正文

那么, 现在就只剩下 priorityJudge. 之前说到的 "算子栈顶的优先级高于当前算子, 或者两者优先级相等, 但当前符号是左结合" 这个符合条件, 看起来很复杂, 貌似要三个条件结合在一起, 让代码搅成一团的样子.
好吧, 终于要开始切题了. 其实可以用一个优先关系矩阵来表示. 这个矩阵看起来像下面这样子

OP_PRIO_MATRIX = (
  #  Stack top:
  #  ADD    SUB    MUL    DIV     | Encounters:
    (True,  True,  True,  True), #| ADD
    (True,  True,  True,  True), #| SUB
    (False, False, True,  True), #| MUL
    (False, False, True,  True), #| DIV
)

每一行表示当前遇到的算子, 每一列表示当前栈顶的算子. 比如现在遇到加法 (ADD), 而栈顶是乘法 (MUL) 的话, 查表看 ADD 行, MUL 列得到 True, 这个 True 即表示, 好, 现在需要规约. 而如果当前算子是乘法, 栈顶算子为加法, 那么查表得 False, 则不应规约算子, 所以移进吧.
上面这两个例子只说明了之前那个复杂条件中, "算子栈顶的优先级高于当前算子" 这最基本的一个满足与否时应该怎么做. 不过后两个条件实际上也体现在其中, 请仔细看对角线上的真值, 这一条下来可不是随手填作 True 的哦, 它们的意思就是, 如果现在遇到的是某个算符, 比如加法, 而栈顶也同样是加法算子, 那么查表得 True 实施规约. 这正是 "两者优先级相等, 但当前符号是左结合" 这一组条件的描述 (嗯, 上面 ADD 对 SUB, MUL 对 DIV 为 True 也是如此). 相对的, 如果是右结合算符, 比如幂 (POW) 运算, 那么对角线上这一项就应当是 False, 如

OP_PRIO_MATRIX = (
  #  Stack top:
  #  ADD    SUB    MUL    DIV    POW      | Encounters:
    (True,  True,  True,  True,  True ), #| ADD
    (True,  True,  True,  True,  True ), #| SUB
    (False, False, True,  True,  True ), #| MUL
    (False, False, True,  True,  True ), #| DIV
    (False, False, False, False, False), #| POW
)

    现在的问题就剩把表填完 (加入单目算子), 再拿着 op_type 查这个表了, 吗?
    当然不是, 还有括号.
    括号相当于一层防火墙, 阻隔规约进行到括号之外, 并且仅当出现一个反括号时才会被弹出. 要合理地使用括号的阻隔功能, 自然只能把括号也当作算子压入算子栈了. 而且, 括号的优先级必须无比的低, 以至于任何算子碰到括号都会移进 (一个括号碰到另一个括号也移进).

POS, NEG, ADD, SUB, MUL, DIV, POW, PAREN = range(0, 8)

class OpenParen(Operator):
    def __init__(self):
        Operator.__init__(self, '(', PAREN)

必做任务
1. 用两句话概括正文。
2. 请更新条目开头到含有“188), (664, 176)]”的那一行（含该行），把其中的“double-decker bus”换成“coach”，其余一字不改，只输出这些行，图片不要放进回答。

记录:

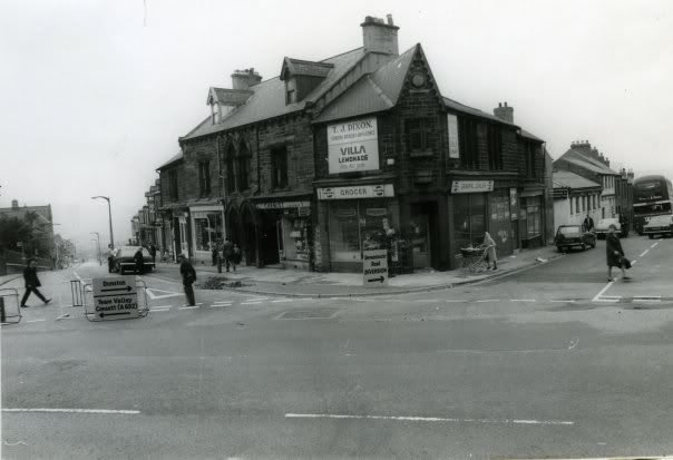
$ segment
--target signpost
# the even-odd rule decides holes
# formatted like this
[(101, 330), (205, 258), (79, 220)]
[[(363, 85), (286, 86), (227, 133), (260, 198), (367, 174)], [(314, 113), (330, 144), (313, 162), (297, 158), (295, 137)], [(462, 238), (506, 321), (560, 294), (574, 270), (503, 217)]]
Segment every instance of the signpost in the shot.
[(362, 257), (362, 285), (378, 287), (388, 285), (388, 251), (368, 249)]
[(91, 285), (95, 315), (100, 321), (139, 316), (135, 275), (94, 278)]

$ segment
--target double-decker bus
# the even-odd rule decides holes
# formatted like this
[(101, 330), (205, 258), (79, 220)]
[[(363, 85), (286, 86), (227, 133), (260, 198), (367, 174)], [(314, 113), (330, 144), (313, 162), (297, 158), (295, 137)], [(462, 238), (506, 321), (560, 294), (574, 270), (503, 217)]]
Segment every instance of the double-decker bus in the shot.
[(643, 176), (633, 182), (633, 224), (638, 235), (650, 217), (673, 213), (671, 199), (673, 188), (664, 176)]

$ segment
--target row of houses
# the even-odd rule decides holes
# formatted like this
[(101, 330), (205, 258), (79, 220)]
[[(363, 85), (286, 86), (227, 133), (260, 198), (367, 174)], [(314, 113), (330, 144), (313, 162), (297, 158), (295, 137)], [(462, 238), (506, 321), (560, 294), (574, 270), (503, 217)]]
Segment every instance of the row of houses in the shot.
[(228, 238), (247, 265), (329, 272), (360, 271), (375, 247), (399, 272), (451, 270), (485, 232), (501, 255), (547, 244), (545, 141), (507, 102), (491, 115), (442, 95), (420, 43), (399, 52), (390, 16), (360, 26), (360, 48), (209, 88), (209, 116), (134, 217), (138, 242), (206, 263)]

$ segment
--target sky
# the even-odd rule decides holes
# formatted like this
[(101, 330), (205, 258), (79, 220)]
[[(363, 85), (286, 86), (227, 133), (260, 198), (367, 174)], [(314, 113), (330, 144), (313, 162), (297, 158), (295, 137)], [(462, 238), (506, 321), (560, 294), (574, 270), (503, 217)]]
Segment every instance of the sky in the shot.
[(421, 43), (441, 94), (546, 140), (588, 140), (613, 168), (673, 178), (673, 2), (618, 0), (0, 2), (0, 207), (51, 204), (56, 232), (116, 242), (235, 69), (362, 46), (391, 13), (400, 52)]

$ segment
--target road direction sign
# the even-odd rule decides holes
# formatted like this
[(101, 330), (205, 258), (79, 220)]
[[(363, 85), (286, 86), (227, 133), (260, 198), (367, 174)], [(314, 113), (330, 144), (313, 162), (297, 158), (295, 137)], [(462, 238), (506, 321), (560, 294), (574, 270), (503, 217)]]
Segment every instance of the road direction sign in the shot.
[(138, 291), (136, 277), (110, 276), (94, 278), (95, 315), (100, 320), (138, 317)]
[(369, 249), (362, 255), (362, 285), (377, 287), (388, 285), (388, 251)]

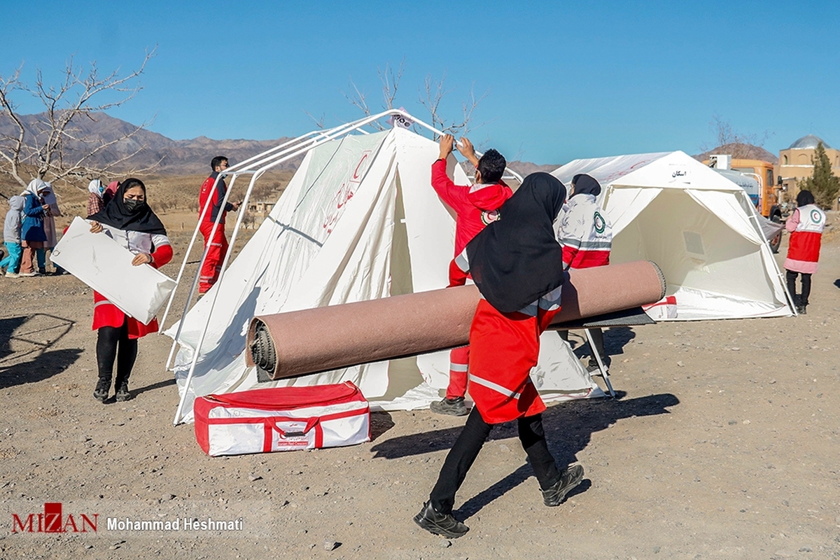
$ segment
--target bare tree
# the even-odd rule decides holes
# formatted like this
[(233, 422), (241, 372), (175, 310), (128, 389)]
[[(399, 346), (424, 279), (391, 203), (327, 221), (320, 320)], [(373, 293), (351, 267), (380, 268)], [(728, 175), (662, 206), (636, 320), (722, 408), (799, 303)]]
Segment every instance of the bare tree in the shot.
[[(386, 63), (385, 69), (380, 66), (376, 67), (376, 73), (379, 75), (379, 81), (382, 84), (382, 109), (388, 110), (394, 108), (394, 100), (396, 98), (396, 92), (400, 88), (400, 81), (402, 79), (402, 72), (405, 71), (406, 59), (400, 61), (400, 67), (394, 71), (393, 66), (391, 65), (390, 62)], [(342, 93), (344, 98), (355, 107), (358, 107), (365, 117), (370, 117), (371, 114), (371, 110), (370, 105), (367, 102), (367, 94), (363, 91), (359, 89), (353, 78), (350, 78), (349, 87), (352, 90), (350, 93)], [(308, 113), (307, 113), (308, 114)], [(312, 117), (312, 115), (309, 115)], [(316, 119), (312, 119), (316, 120)], [(323, 128), (323, 117), (322, 116), (321, 121), (318, 122), (318, 128)], [(384, 130), (385, 127), (382, 126), (381, 123), (371, 123), (371, 126), (378, 130)]]
[(715, 134), (714, 146), (703, 146), (704, 152), (721, 151), (729, 154), (736, 160), (761, 160), (764, 143), (772, 136), (769, 132), (758, 134), (744, 134), (735, 132), (729, 121), (723, 120), (719, 115), (712, 115), (709, 128)]
[[(100, 113), (132, 99), (142, 89), (139, 78), (154, 55), (154, 50), (147, 52), (139, 68), (122, 76), (118, 71), (100, 76), (95, 61), (86, 71), (71, 57), (60, 83), (55, 86), (45, 81), (40, 70), (35, 85), (28, 86), (21, 79), (23, 66), (8, 77), (0, 76), (0, 174), (24, 186), (29, 175), (53, 181), (70, 176), (113, 175), (112, 170), (144, 149), (145, 146), (134, 145), (130, 140), (149, 123), (102, 140), (85, 132), (85, 121), (96, 122)], [(37, 97), (44, 112), (20, 114), (13, 100), (20, 94)], [(132, 147), (107, 164), (97, 162), (96, 156), (123, 143)]]
[[(447, 89), (445, 83), (445, 71), (439, 81), (432, 77), (431, 74), (427, 75), (426, 79), (423, 81), (423, 90), (421, 92), (420, 103), (428, 111), (433, 127), (449, 134), (466, 135), (471, 128), (477, 128), (471, 127), (473, 113), (479, 103), (487, 97), (488, 92), (485, 92), (480, 97), (476, 98), (475, 91), (475, 84), (473, 83), (470, 88), (469, 97), (465, 101), (461, 102), (461, 119), (449, 121), (442, 116), (440, 103), (447, 95), (454, 91), (454, 88)], [(484, 123), (482, 123), (482, 124)]]
[[(392, 109), (395, 107), (396, 102), (397, 93), (401, 91), (400, 85), (402, 80), (402, 75), (405, 71), (406, 60), (405, 58), (400, 61), (400, 65), (397, 68), (394, 68), (390, 63), (386, 63), (385, 67), (377, 66), (376, 73), (379, 76), (379, 81), (381, 84), (381, 92), (382, 94), (382, 101), (381, 103), (381, 110)], [(370, 116), (374, 114), (375, 112), (378, 112), (381, 109), (376, 109), (371, 107), (372, 103), (369, 102), (368, 99), (370, 97), (369, 94), (362, 88), (360, 88), (352, 78), (349, 81), (349, 92), (342, 92), (344, 98), (347, 99), (350, 105), (353, 105), (357, 109), (359, 109), (362, 114), (365, 116)], [(423, 85), (419, 88), (420, 96), (419, 102), (423, 107), (428, 112), (429, 119), (431, 121), (430, 124), (438, 128), (438, 130), (443, 130), (444, 132), (451, 134), (466, 134), (470, 130), (473, 130), (478, 126), (485, 124), (482, 123), (478, 126), (473, 125), (473, 117), (475, 109), (478, 107), (481, 101), (487, 96), (488, 92), (485, 92), (482, 95), (476, 97), (475, 92), (475, 84), (470, 88), (470, 93), (466, 100), (461, 102), (461, 116), (458, 119), (449, 120), (445, 118), (444, 114), (444, 109), (442, 103), (444, 99), (448, 99), (449, 94), (454, 91), (454, 87), (448, 88), (446, 86), (446, 72), (444, 73), (443, 77), (438, 81), (434, 79), (431, 74), (426, 76), (423, 81)], [(324, 128), (324, 117), (323, 114), (319, 118), (312, 116), (308, 111), (304, 111), (307, 115), (315, 123), (318, 128)], [(371, 123), (370, 126), (378, 129), (384, 130), (386, 127), (378, 122)], [(415, 132), (421, 132), (417, 127), (413, 128)]]

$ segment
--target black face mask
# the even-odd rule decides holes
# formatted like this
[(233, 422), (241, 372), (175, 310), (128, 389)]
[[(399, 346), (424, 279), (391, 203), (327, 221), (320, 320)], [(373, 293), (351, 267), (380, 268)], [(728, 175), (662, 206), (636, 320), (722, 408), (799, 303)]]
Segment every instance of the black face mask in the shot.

作答如下
1. 正文用优先关系矩阵决定是否规约：行表示当前遇到的算子，列表示栈顶算子，查得 True 就规约，查得 False 就移进；对角线上左结合算子取 True，右结合的幂运算取 False。括号也要作为算子压入算子栈，它的优先级极低，任何算子碰到它都会移进，并且只有出现反括号时才会被弹出。

2.
$ segment
--target signpost
# the even-odd rule decides holes
# formatted like this
[(101, 330), (205, 258), (79, 220)]
[[(363, 85), (286, 86), (227, 133), (260, 198), (367, 174)], [(314, 113), (330, 144), (313, 162), (297, 158), (295, 137)], [(462, 238), (506, 321), (560, 294), (574, 270), (503, 217)]]
Segment every instance of the signpost in the shot.
[(362, 257), (362, 285), (378, 287), (388, 285), (388, 251), (368, 249)]
[(91, 285), (95, 315), (100, 321), (139, 316), (135, 275), (94, 278)]

$ segment
--target coach
# the even-odd rule decides holes
# formatted like this
[(101, 330), (205, 258), (79, 220)]
[[(363, 85), (286, 86), (227, 133), (260, 198), (367, 174)], [(314, 113), (330, 144), (313, 162), (297, 158), (295, 137)], [(462, 238), (506, 321), (560, 294), (574, 270), (503, 217)]]
Segment every instance of the coach in the shot.
[(643, 176), (633, 182), (633, 224), (638, 235), (650, 217), (673, 213), (671, 199), (673, 188), (664, 176)]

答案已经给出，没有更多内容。